-------- Material to process --------
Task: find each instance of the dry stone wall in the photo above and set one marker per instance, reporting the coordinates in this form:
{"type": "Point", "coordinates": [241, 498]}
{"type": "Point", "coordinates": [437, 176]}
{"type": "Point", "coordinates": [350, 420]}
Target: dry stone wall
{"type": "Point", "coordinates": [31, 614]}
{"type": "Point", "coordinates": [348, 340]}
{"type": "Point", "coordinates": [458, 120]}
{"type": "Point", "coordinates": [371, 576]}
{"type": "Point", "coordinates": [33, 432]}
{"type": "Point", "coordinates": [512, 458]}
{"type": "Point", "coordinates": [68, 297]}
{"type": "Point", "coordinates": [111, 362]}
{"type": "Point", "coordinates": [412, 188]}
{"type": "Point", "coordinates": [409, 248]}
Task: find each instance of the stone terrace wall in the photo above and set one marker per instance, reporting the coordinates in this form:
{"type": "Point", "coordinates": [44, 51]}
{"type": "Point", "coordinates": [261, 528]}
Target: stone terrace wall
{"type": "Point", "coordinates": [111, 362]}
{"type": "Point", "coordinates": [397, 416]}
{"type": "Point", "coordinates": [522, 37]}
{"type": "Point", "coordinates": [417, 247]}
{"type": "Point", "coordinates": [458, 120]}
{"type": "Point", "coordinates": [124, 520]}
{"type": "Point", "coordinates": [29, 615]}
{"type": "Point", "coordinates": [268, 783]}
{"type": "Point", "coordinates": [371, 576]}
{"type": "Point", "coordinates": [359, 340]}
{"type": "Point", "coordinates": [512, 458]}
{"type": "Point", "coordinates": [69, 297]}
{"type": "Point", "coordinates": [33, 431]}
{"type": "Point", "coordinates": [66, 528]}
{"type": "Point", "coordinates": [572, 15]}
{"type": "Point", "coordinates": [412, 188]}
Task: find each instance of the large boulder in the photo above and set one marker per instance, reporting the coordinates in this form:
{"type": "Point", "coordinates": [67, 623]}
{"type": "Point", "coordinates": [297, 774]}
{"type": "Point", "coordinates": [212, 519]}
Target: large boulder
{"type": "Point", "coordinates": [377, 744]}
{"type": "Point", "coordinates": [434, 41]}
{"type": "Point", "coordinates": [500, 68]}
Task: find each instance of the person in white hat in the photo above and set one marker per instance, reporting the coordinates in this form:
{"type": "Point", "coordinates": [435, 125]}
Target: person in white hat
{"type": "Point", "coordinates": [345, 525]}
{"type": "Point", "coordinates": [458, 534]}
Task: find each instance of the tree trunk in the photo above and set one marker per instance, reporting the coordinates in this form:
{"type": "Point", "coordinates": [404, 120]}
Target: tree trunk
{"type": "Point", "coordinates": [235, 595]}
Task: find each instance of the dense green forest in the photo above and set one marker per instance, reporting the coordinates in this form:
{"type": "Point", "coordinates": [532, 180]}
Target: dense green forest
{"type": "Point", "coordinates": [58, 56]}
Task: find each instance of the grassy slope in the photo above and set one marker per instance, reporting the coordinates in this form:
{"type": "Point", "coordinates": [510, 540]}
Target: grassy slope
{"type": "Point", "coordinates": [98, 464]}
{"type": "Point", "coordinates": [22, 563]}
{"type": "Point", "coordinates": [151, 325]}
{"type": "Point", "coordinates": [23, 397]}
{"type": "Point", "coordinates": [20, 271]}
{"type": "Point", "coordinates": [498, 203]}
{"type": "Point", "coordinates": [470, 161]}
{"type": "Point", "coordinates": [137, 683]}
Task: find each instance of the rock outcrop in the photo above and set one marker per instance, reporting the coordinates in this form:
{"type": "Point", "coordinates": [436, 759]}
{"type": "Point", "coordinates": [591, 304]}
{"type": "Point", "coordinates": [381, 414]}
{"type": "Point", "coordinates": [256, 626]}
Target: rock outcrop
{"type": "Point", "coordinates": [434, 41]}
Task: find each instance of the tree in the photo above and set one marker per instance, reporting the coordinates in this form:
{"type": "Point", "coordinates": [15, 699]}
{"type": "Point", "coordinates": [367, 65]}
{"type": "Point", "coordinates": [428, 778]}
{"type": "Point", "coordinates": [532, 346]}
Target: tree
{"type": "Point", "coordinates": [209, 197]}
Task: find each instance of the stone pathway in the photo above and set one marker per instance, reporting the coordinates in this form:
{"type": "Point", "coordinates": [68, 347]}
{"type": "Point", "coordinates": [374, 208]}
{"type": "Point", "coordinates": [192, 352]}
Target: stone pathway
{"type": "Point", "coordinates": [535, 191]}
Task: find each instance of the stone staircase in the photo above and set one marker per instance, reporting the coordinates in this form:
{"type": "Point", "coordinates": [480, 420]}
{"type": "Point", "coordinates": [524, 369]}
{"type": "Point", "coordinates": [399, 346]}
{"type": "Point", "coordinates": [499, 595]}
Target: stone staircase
--------
§ Goal of the exercise
Extract every line of the data above and reproduce it verbatim, with no character changed, added, or left out.

§ Output for this task
Task: find each instance of the dry stone wall in the photo above and set one marker per instance, reporting the coordinates in this form:
{"type": "Point", "coordinates": [241, 498]}
{"type": "Point", "coordinates": [437, 176]}
{"type": "Point", "coordinates": [350, 420]}
Target: dry stone wall
{"type": "Point", "coordinates": [31, 614]}
{"type": "Point", "coordinates": [348, 340]}
{"type": "Point", "coordinates": [458, 120]}
{"type": "Point", "coordinates": [371, 576]}
{"type": "Point", "coordinates": [33, 432]}
{"type": "Point", "coordinates": [512, 458]}
{"type": "Point", "coordinates": [68, 297]}
{"type": "Point", "coordinates": [111, 362]}
{"type": "Point", "coordinates": [412, 188]}
{"type": "Point", "coordinates": [409, 248]}
Task: find each instance of the stone terrace wall in the photo above and set one marker per instance, reporting the coordinates in this form:
{"type": "Point", "coordinates": [44, 51]}
{"type": "Point", "coordinates": [261, 528]}
Target: stone terrace wall
{"type": "Point", "coordinates": [111, 362]}
{"type": "Point", "coordinates": [397, 416]}
{"type": "Point", "coordinates": [522, 37]}
{"type": "Point", "coordinates": [417, 247]}
{"type": "Point", "coordinates": [458, 120]}
{"type": "Point", "coordinates": [124, 520]}
{"type": "Point", "coordinates": [29, 615]}
{"type": "Point", "coordinates": [268, 783]}
{"type": "Point", "coordinates": [371, 576]}
{"type": "Point", "coordinates": [359, 340]}
{"type": "Point", "coordinates": [512, 458]}
{"type": "Point", "coordinates": [69, 297]}
{"type": "Point", "coordinates": [33, 431]}
{"type": "Point", "coordinates": [66, 528]}
{"type": "Point", "coordinates": [572, 15]}
{"type": "Point", "coordinates": [412, 188]}
Task: find each instance of the large boulder in the photo above and set one marker per instance, reporting the coordinates in this form:
{"type": "Point", "coordinates": [67, 623]}
{"type": "Point", "coordinates": [297, 774]}
{"type": "Point", "coordinates": [212, 519]}
Target: large boulder
{"type": "Point", "coordinates": [377, 744]}
{"type": "Point", "coordinates": [434, 41]}
{"type": "Point", "coordinates": [500, 68]}
Task: find each instance of the person in white hat in the photo above and set one marker per instance, reporting the coordinates in this form:
{"type": "Point", "coordinates": [435, 125]}
Target: person in white hat
{"type": "Point", "coordinates": [345, 525]}
{"type": "Point", "coordinates": [458, 534]}
Task: find each instance of the tree trunk in the photo above and set one marker per instance, reporting the coordinates in this form:
{"type": "Point", "coordinates": [404, 120]}
Target: tree trunk
{"type": "Point", "coordinates": [235, 595]}
Task: find each instance of the dense green forest in the photo above and set one marker per instance, reporting the coordinates in this form:
{"type": "Point", "coordinates": [532, 180]}
Target: dense green forest
{"type": "Point", "coordinates": [58, 56]}
Task: find each instance of the grassy slope in the photo above and set one marker per instance, reporting the coordinates in this form:
{"type": "Point", "coordinates": [510, 540]}
Target: grassy slope
{"type": "Point", "coordinates": [98, 464]}
{"type": "Point", "coordinates": [22, 563]}
{"type": "Point", "coordinates": [151, 325]}
{"type": "Point", "coordinates": [23, 397]}
{"type": "Point", "coordinates": [20, 271]}
{"type": "Point", "coordinates": [498, 203]}
{"type": "Point", "coordinates": [470, 161]}
{"type": "Point", "coordinates": [137, 683]}
Task: find each instance of the rock outcrop in the photo above and set one marker per instance, reporting the coordinates in this form:
{"type": "Point", "coordinates": [436, 759]}
{"type": "Point", "coordinates": [591, 304]}
{"type": "Point", "coordinates": [381, 414]}
{"type": "Point", "coordinates": [256, 626]}
Target: rock outcrop
{"type": "Point", "coordinates": [434, 41]}
Task: find each instance of the tree in the photo above and set one marker per instance, reporting the coordinates in this form:
{"type": "Point", "coordinates": [15, 699]}
{"type": "Point", "coordinates": [367, 65]}
{"type": "Point", "coordinates": [428, 778]}
{"type": "Point", "coordinates": [532, 346]}
Target: tree
{"type": "Point", "coordinates": [209, 197]}
Task: find each instance of the stone pathway in the photo above and set one marker per instance, reporting the coordinates in this form:
{"type": "Point", "coordinates": [68, 347]}
{"type": "Point", "coordinates": [374, 208]}
{"type": "Point", "coordinates": [192, 352]}
Target: stone pathway
{"type": "Point", "coordinates": [535, 191]}
Task: find each instance of the stone staircase in the photo above and set one marker per instance, reporting the coordinates in this form:
{"type": "Point", "coordinates": [480, 420]}
{"type": "Point", "coordinates": [524, 369]}
{"type": "Point", "coordinates": [399, 346]}
{"type": "Point", "coordinates": [499, 595]}
Target: stone staircase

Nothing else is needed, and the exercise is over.